SHORT PROBLEM 1:
Revise the stretch of the party spending caps article from "- Full Sixth" through "nation’s highest court.", replacing "appeals judges" with "appellate judges".

SELECTED EXTRACT:

- Full Sixth Circuit set to hear arguments on spending caps
- Detractors say limits help prevent corrupt quid pro quo
Republicans have long sought to abolish the cap on how much political parties can spend in coordination with federal political candidates. And while the issue will go in front of appeals judges Wednesday, they ultimately have their sights set on the nation’s highest court.
The full US Court of Appeals for the Sixth Circuit will hear oral arguments in Cincinnati on whether to lift the limits on “coordinated party expenditures” on free-speech grounds. Republicans argue that a lot has changed since 2001, when a divided Supreme Court ruled that the limits should remain.
The court’s decision could, to hear the Federal Election Commission and its allies in opposition tell it, open another avenue for large amounts of money to give way to illegal backroom deals.
“It’s not more money, it’s just more direct money,” said Tara Malloy, senior director for appellate litigation and strategy at the watchdog group Campaign Legal Center. “And unfortunately, a more direct connection between the big donor and the candidate that benefits, and one that will probably only be used to further ingratiate big donors with candidates and lead to further political corruption.”

MATERIAL PROVIDED:
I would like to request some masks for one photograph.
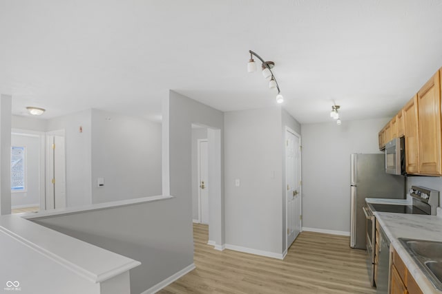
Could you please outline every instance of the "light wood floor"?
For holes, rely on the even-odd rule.
[[[16,208],[12,209],[12,213],[21,213],[22,212],[37,212],[40,210],[40,207],[25,207],[25,208]]]
[[[208,227],[193,224],[196,269],[161,291],[171,293],[374,293],[365,251],[348,237],[300,234],[284,260],[218,251],[207,245]]]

SHORT PROBLEM 2:
Copy every line of the listing that contains the string "request", treating uppercase and lowercase as different.

CORRECT RESPONSE 1:
- Full Sixth Circuit set to hear arguments on spending caps
- Detractors say limits help prevent corrupt quid pro quo
Republicans have long sought to abolish the cap on how much political parties can spend in coordination with federal political candidates. And while the issue will go in front of appellate judges Wednesday, they ultimately have their sights set on the nation’s highest court.

CORRECT RESPONSE 2:
I would like to request some masks for one photograph.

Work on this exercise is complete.